== WHAT THIS TASK INVOLVES ==
Reproduce every one of the following entries word for word, with no changes.

== DATA EXTRACT ==

##############################

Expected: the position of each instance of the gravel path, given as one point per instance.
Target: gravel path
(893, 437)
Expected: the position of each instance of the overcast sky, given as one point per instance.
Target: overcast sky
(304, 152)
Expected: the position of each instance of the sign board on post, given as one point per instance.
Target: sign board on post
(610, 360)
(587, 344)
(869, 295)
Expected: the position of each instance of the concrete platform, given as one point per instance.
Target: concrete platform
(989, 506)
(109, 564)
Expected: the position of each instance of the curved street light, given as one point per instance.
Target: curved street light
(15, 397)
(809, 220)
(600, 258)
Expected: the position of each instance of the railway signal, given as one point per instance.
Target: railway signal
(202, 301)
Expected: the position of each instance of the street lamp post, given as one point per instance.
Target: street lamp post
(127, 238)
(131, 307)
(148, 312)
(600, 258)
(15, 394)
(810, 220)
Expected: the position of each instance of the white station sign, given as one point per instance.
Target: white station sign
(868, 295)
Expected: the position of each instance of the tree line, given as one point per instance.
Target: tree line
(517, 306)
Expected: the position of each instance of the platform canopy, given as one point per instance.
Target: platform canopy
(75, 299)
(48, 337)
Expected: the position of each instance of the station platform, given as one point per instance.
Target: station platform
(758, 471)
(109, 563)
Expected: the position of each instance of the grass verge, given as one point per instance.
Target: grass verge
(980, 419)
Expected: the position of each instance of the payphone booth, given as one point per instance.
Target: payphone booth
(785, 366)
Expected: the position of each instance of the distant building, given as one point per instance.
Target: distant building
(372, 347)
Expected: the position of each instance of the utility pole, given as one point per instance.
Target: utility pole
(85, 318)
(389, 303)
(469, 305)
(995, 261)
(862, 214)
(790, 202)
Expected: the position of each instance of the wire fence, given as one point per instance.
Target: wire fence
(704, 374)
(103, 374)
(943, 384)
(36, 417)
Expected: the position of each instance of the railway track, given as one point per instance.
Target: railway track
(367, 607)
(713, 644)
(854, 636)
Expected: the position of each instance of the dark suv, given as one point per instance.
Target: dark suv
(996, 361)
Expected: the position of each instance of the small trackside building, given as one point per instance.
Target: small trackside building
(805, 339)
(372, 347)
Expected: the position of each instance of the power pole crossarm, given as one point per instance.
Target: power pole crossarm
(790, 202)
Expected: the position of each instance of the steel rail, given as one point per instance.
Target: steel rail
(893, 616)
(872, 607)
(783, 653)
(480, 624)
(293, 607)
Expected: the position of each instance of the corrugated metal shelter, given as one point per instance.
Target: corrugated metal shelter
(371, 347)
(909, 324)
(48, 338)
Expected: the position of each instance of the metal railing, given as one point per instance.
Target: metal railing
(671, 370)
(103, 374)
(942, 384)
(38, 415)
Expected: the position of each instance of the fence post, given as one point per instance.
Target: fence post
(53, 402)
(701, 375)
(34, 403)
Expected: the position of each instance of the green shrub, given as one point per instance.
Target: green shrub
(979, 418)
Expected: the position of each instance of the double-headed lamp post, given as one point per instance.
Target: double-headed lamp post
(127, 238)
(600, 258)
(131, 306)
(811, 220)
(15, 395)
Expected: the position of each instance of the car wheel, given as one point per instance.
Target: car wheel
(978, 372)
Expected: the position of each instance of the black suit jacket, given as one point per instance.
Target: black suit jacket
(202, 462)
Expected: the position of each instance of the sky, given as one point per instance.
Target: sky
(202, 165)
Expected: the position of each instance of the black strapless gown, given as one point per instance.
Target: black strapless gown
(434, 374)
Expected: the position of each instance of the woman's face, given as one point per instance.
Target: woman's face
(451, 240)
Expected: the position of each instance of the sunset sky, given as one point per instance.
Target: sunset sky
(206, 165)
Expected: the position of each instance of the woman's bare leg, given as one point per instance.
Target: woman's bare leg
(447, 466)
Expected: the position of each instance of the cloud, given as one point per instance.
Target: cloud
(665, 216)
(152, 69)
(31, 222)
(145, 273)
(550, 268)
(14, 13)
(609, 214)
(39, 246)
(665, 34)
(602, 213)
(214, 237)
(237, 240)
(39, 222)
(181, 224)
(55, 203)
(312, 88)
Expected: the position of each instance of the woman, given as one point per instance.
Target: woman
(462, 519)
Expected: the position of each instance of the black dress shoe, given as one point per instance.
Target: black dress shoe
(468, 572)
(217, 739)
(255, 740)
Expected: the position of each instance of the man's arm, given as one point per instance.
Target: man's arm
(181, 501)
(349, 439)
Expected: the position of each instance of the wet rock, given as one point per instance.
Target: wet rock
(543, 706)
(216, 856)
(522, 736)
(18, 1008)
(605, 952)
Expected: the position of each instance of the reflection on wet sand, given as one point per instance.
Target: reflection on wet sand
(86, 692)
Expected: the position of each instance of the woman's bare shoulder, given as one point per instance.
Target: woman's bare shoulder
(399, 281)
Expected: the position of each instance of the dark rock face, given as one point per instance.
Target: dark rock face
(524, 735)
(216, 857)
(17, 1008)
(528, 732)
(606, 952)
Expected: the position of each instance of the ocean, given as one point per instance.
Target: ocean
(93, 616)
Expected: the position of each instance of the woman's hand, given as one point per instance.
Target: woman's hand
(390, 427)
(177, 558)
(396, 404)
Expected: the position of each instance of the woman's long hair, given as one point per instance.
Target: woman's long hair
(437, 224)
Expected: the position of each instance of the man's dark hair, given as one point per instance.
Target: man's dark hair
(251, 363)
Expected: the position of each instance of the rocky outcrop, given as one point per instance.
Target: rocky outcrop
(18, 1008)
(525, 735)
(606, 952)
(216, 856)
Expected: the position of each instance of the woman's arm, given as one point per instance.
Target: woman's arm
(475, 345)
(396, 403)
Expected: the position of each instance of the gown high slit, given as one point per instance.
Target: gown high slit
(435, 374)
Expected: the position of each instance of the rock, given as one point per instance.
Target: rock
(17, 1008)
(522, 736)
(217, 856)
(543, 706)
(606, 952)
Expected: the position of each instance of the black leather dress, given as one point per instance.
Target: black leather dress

##############################

== EXERCISE ANSWER ==
Expected: the position of each instance of the gravel path, given as one point per instance.
Target: gravel path
(893, 437)
Expected: the position of each instance of the overcast sky, given as one point per instance.
Target: overcast sky
(304, 152)
Expected: the position of each instance of the sign board on post, given as one point per instance.
Target: sign board on post
(610, 360)
(587, 344)
(869, 295)
Expected: the position of each instance of the concrete platform, given as one point per instance.
Target: concrete platform
(989, 506)
(109, 564)
Expected: the position of each instance of the curved street light, given as one point per instance.
Target: curved street light
(15, 397)
(809, 220)
(600, 258)
Expected: the position of each instance of the railway signal, given as one point per instance.
Target: railway signal
(202, 301)
Expected: the position of each instance of the street lamp post, given as one point per instance.
Target: street lamp post
(127, 238)
(131, 307)
(148, 312)
(600, 258)
(15, 394)
(810, 220)
Expected: the position of each instance of the white station sign, given as one point per instance.
Target: white station sign
(868, 295)
Expected: the position of each instance of the tree line, given as one point per instance.
Target: tree line
(517, 306)
Expected: the position of each instance of the platform canopy, given as one point per instance.
Target: platform canopy
(75, 299)
(48, 337)
Expected: the position of each instance of the station platform, given as one point per instance.
Target: station platform
(758, 471)
(109, 563)
Expected: the position of each instance of the grass verge, given as one point per instance.
Target: grass verge
(980, 419)
Expected: the position of each instance of the payphone booth, given as one point per instance.
Target: payphone booth
(785, 366)
Expected: the position of each instance of the distant building, given as one point per instance.
Target: distant building
(372, 347)
Expected: the position of each instance of the utility pole, given as one point per instance.
Target: utility pole
(85, 318)
(389, 303)
(469, 305)
(995, 261)
(862, 214)
(790, 202)
Expected: the position of each instance of the wire fence, given as one point per instance.
Target: wire fence
(704, 374)
(103, 374)
(943, 384)
(36, 417)
Expected: the position of each instance of the railway track, given as one point per instance.
Target: railway track
(367, 607)
(713, 644)
(854, 636)
Expected: the position of each instance of the dark suv, given as one point per instance.
Target: dark suv
(996, 361)
Expected: the position of each instance of the small trackside building, given as one point per instance.
Target: small trackside building
(805, 339)
(372, 347)
Expected: the position of each instance of the power pole crossarm, given as one point per instance.
Target: power pole crossarm
(790, 202)
Expected: the position of each instance of the steel rail, given as one point per instance.
Target: steel rail
(893, 616)
(872, 607)
(783, 653)
(480, 624)
(293, 607)
Expected: the position of each instance of the corrugated metal shelter, given as one point per instance.
Target: corrugated metal shelter
(371, 347)
(909, 324)
(48, 338)
Expected: the position of each instance of the metal railing, given as one point per instance.
Target: metal railing
(671, 370)
(103, 374)
(942, 384)
(38, 415)
Expected: the position of each instance of the fence post, given as one point per instance.
Target: fence post
(53, 402)
(701, 375)
(34, 403)
Expected: the position of each instance of the green shrub, given as one point per instance.
Target: green shrub
(979, 418)
Expected: the position of each instance of the double-headed lamp post, given as one point per instance.
Target: double-headed lamp post
(127, 238)
(600, 258)
(131, 306)
(811, 220)
(15, 395)
Expected: the position of each instance of the car wheel, given as one point per instance.
Target: car wheel
(978, 372)
Expected: the position of each instance of the black suit jacket, given as one point per instance.
Target: black suit jacket
(202, 462)
Expected: the position of each instance of the sky, given as one point per instance.
Target: sky
(202, 165)
Expected: the position of each instance of the black strapless gown, given as one point per instance.
Target: black strapless gown
(434, 374)
Expected: the position of each instance of the woman's face, given as one point per instance.
Target: woman's face
(451, 240)
Expected: the position of each instance of the sunset sky, given as one point per instance.
Target: sunset sky
(206, 165)
Expected: the position of each instance of the woman's bare leg, given as one point per instance.
Target: woman's bare leg
(447, 466)
Expected: the position of each instance of the cloud, given as one point per instance.
Target: cloud
(665, 216)
(152, 69)
(31, 222)
(145, 273)
(550, 268)
(14, 13)
(609, 214)
(39, 246)
(665, 34)
(602, 213)
(214, 237)
(237, 240)
(39, 222)
(181, 224)
(55, 203)
(312, 88)
Expected: the position of each instance of the woman, given as one point per instance.
Target: woman
(462, 519)
Expected: the position of each instance of the black dress shoe, given as one point per instance.
Target: black dress shoe
(468, 572)
(217, 739)
(255, 740)
Expected: the position of each instance of the man's arm, given as one point per instance.
Target: man's arm
(181, 501)
(349, 439)
Expected: the position of each instance of the wet rock, given as one point per instance.
Target: wet rock
(543, 706)
(216, 856)
(522, 736)
(18, 1008)
(605, 952)
Expected: the position of each instance of the reflection on wet sand, given as one point per instance.
Target: reflection on wet sand
(86, 692)
Expected: the position of each instance of the woman's bare shoulder, given as one point per instance.
Target: woman's bare shoulder
(399, 281)
Expected: the position of each instance of the dark rock face, given as one point per instance.
Target: dark rock face
(524, 735)
(216, 857)
(17, 1008)
(528, 732)
(606, 952)
Expected: the position of each instance of the ocean, given as one point per instance.
Target: ocean
(93, 616)
Expected: the position of each instance of the woman's hand, given as one point per instance.
Target: woman's hand
(390, 427)
(177, 558)
(396, 404)
Expected: the position of each instance of the woman's long hair, given as one point per instance.
Target: woman's long hair
(437, 224)
Expected: the position of each instance of the man's dark hair, given as one point per instance.
Target: man's dark hair
(251, 363)
Expected: the position of each instance of the rocky outcrop, given as one point per instance.
Target: rocky outcrop
(18, 1008)
(525, 735)
(606, 952)
(216, 856)
Expected: the position of each instance of the woman's arm, given as one point per instance.
Target: woman's arm
(475, 345)
(396, 403)
Expected: the position of each instance of the gown high slit, given as one point per instance.
Target: gown high slit
(435, 374)
Expected: the position of each instance of the rock, given as one point per instance.
Target: rock
(17, 1008)
(522, 736)
(217, 856)
(543, 706)
(606, 952)
Expected: the position of each instance of the black leather dress, given as one point per instance.
Target: black leather dress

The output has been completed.